• **Exercise objective**
From the line that has "of the steep" down to the final line of the listing below, transcribe every line exactly, and only those.

***** Data for this exercise *****

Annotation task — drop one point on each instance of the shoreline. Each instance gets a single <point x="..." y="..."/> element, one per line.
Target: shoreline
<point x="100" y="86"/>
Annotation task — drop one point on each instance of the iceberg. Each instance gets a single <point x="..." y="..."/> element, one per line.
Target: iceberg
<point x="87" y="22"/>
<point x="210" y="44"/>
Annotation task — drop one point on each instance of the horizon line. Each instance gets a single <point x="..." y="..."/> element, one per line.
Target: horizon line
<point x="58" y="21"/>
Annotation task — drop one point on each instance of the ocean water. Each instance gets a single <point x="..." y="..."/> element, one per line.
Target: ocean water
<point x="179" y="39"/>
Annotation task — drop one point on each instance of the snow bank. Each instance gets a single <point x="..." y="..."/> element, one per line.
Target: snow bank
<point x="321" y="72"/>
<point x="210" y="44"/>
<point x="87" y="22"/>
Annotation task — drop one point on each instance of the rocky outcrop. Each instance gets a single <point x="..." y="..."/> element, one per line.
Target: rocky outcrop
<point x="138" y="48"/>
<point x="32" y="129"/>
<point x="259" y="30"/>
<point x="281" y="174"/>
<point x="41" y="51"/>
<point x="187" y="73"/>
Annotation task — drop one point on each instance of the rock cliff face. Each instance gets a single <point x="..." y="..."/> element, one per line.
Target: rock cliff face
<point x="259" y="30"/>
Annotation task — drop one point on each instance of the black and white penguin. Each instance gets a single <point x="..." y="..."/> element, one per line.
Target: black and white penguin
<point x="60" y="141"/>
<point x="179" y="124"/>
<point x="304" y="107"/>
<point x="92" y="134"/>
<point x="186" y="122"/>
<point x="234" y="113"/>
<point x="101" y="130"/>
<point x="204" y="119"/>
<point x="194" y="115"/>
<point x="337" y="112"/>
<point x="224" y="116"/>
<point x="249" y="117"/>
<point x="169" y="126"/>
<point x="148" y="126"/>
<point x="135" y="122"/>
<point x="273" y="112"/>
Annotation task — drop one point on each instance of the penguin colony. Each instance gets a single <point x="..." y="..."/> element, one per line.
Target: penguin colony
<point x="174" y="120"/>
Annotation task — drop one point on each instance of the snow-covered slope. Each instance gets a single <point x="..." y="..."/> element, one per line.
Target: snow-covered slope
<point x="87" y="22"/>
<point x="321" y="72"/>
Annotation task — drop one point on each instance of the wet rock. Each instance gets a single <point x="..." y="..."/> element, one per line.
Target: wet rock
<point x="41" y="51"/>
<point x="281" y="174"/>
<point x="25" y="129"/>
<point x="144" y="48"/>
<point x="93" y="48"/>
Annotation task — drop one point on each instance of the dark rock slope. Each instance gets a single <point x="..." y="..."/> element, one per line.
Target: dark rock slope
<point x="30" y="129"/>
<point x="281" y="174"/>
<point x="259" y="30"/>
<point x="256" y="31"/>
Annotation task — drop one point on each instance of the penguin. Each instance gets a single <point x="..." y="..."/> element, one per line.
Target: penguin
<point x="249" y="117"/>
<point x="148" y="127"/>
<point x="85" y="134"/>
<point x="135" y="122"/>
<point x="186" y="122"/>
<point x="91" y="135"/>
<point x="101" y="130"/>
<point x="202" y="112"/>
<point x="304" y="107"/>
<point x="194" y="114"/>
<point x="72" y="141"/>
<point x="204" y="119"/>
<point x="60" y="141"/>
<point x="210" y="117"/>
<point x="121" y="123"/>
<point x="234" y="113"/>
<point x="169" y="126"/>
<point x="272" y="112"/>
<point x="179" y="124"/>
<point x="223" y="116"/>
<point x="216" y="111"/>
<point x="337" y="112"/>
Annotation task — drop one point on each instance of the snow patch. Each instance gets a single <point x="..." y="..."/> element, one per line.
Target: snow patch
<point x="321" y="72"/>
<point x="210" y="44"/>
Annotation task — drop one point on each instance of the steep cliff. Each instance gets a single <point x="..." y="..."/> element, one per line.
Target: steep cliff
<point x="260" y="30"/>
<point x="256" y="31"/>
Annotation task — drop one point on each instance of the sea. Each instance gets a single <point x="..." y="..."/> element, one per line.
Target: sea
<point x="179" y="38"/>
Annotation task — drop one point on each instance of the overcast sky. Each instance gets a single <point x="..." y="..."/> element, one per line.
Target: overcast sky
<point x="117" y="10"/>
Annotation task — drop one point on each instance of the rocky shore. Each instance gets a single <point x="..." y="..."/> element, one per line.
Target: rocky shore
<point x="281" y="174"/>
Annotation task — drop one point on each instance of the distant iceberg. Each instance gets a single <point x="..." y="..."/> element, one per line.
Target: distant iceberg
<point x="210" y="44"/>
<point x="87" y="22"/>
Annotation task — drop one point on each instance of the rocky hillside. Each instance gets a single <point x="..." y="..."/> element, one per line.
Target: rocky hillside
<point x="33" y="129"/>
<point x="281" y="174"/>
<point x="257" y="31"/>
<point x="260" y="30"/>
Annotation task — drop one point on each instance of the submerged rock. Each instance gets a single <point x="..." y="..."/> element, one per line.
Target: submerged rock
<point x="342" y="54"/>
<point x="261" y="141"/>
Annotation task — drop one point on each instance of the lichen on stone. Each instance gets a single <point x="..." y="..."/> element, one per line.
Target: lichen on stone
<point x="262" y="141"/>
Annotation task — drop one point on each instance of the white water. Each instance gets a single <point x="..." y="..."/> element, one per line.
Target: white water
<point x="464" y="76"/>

*****

• **Answer in full**
Annotation task — drop one point on each instance of the steep cliff. Each instance gets a single <point x="..." y="..."/> element, one per line.
Target: steep cliff
<point x="260" y="30"/>
<point x="256" y="31"/>
Annotation task — drop one point on each instance of the sea. Each instance gets a single <point x="..." y="..."/> element, one per line.
Target: sea
<point x="179" y="38"/>
Annotation task — drop one point on each instance of the overcast sky. Each instance gets a single <point x="..." y="..."/> element, one per line.
Target: overcast sky
<point x="117" y="10"/>
Annotation task — drop one point on each instance of the rocky shore. Each instance gets a single <point x="..." y="..."/> element, one per line.
Target: rocky shore
<point x="281" y="174"/>
Annotation task — drop one point on each instance of the distant iceberg. Each instance gets a single <point x="..." y="..."/> element, one per line.
Target: distant iceberg
<point x="210" y="44"/>
<point x="87" y="22"/>
Annotation task — drop one point on each instance of the rocky hillside. Each instance gets a single <point x="..." y="..."/> element, one per line.
Target: rocky hillside
<point x="33" y="129"/>
<point x="281" y="174"/>
<point x="257" y="31"/>
<point x="260" y="30"/>
Annotation task — drop one point on each instance of the submerged rock. Each instance gets a single <point x="..." y="..."/> element, one per line.
Target: submerged rock
<point x="342" y="54"/>
<point x="261" y="141"/>
Annotation task — drop one point on each instance of the lichen on stone. Each instance gets a single <point x="..." y="..."/> element, one per line.
Target: lichen on stone
<point x="262" y="141"/>
Annotation task — drop one point on each instance of the white water. Each instance gets a single <point x="..." y="..."/> element, one per line.
Target: white water
<point x="464" y="76"/>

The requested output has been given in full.